── Texto proporcionado

“Paradójicamente, en la escuela tienen éxito quienes no la
necesitan.” Esta perogrullada no la digo yo, sino Francesco Tonucci –al que he
traído más veces a colación y esta no será la última- para hacer hincapié en el
hecho de que un lugar que debiera contribuir a limar las desigualdades, por el
contrario, muchas veces acentúa las diferencias.
Al parecer, esto tiene mucho que ver con lo que se entiende
por inteligencia y se valora académicamente, de manera que se prima la mente lógica
–ser capaz de ordenar fechas y datos- y pasan a un segundo plano disciplinas
artísticas, como la música o la danza. Con la llegada de las nuevas
tecnologías, las habilidades prácticas han subido en el escalafón, pero traen
un efecto colateral llamativo: cada vez se utilizan menos las herramientas
culturales más básicas de las que nos dota la escuela, la lectura y la
escritura.
Adaptar los centros educativos a los ritmos de cada escolar,
tiempo libre, espacios de juego, dejar que se aburran, salir a la naturaleza en
lugar de encerrarla entre cuatro paredes… son cosas que suenan muy bien, pero
que parecen casar poco con calendarios, fechas, exámenes y con los programas
oficiales de cada asignatura.

────
── Contenido de datos

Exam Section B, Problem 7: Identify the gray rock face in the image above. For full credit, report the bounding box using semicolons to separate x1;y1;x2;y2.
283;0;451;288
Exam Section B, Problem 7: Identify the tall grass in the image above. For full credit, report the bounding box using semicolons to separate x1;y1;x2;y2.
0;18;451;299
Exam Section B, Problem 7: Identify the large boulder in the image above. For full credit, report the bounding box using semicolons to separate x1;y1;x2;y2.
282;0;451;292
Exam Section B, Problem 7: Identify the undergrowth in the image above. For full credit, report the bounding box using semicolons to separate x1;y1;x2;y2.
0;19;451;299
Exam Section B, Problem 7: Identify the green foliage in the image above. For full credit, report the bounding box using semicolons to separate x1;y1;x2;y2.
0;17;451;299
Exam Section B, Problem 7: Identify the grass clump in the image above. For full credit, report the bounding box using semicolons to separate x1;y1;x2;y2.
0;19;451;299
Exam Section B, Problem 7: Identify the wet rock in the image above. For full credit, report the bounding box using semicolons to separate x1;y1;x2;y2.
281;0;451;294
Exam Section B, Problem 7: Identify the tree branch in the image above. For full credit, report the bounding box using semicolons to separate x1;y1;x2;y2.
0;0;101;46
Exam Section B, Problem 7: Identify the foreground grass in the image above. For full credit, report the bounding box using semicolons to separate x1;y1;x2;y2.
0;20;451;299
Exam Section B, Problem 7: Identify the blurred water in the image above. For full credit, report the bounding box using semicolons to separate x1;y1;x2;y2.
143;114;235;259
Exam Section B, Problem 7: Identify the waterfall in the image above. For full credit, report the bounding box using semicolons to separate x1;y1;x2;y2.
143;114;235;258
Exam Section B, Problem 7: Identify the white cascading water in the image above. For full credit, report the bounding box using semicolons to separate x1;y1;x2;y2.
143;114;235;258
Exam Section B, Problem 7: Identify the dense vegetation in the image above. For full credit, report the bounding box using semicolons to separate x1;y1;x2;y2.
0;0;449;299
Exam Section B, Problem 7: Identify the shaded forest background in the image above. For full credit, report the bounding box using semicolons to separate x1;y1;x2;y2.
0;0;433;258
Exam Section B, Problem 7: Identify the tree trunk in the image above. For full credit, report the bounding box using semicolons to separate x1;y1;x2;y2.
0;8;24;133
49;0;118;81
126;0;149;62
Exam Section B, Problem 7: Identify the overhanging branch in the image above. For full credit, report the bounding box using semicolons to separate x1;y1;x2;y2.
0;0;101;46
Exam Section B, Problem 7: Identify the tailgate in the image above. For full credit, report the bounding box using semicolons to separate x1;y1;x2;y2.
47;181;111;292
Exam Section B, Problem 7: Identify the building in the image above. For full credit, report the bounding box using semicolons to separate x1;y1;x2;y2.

────

### Acciones a realizar
**a.** Según el texto sobre la escuela, ¿qué herramientas culturales básicas se utilizan cada vez menos con la llegada de las nuevas tecnologías?
**b.** Por favor, copia del texto sobre la escuela el fragmento que empieza con "Adaptar los centros" y sigue hasta "de cada asignatura.".
**c.** Escribe lo que sigue al texto sobre la escuela, a partir de su última oración.

### Conjunto de respuestas
**a.** La lectura y la escritura.

**b.**
Adaptar los centros educativos a los ritmos de cada escolar,
tiempo libre, espacios de juego, dejar que se aburran, salir a la naturaleza en
lugar de encerrarla entre cuatro paredes… son cosas que suenan muy bien, pero
que parecen casar poco con calendarios, fechas, exámenes y con los programas
oficiales de cada asignatura.

**c.**
En esta entrevista a Ken
Robinson, el gurú de la innovación educativa, la periodista le plantea
qué se puede hacer para que esa innovación no se convierta, precisamente, en
una brecha más hacia la desigualdad. Además de de dejar buena parte del peso
sobre los hombros docentes –según él, la educación tiene más que ver con los
hábitos que con la legislación, afirmación que podemos compartir- no da una
respuesta convincente o, al menos, obvia el problema estructural de la falta de
medios y herramientas en el sistema educativo para atender, no ya las
desigualdades, sino tan siquiera la diversidad.
Me parece muy oportuna la pregunta, sobre todo, después de
leer reportajes como este, en el que todos los ejemplos –salvo un CRA- se refieren
a iniciativas
privadas que, más allá del atractivo de sus propuestas y de los
buenos resultados, quedan fuera del alcance de la mayoría de familias. Es más,
quizá oigamos pedagogía ‘Waldorf’ o ‘Montessori’ y lo asociemos automáticamente
a centros, sino de excelencia
donde se forman las élites, sí a grupos de familias que enfocan la educación de su
tribu como una elección personal y un asunto privado y privativo.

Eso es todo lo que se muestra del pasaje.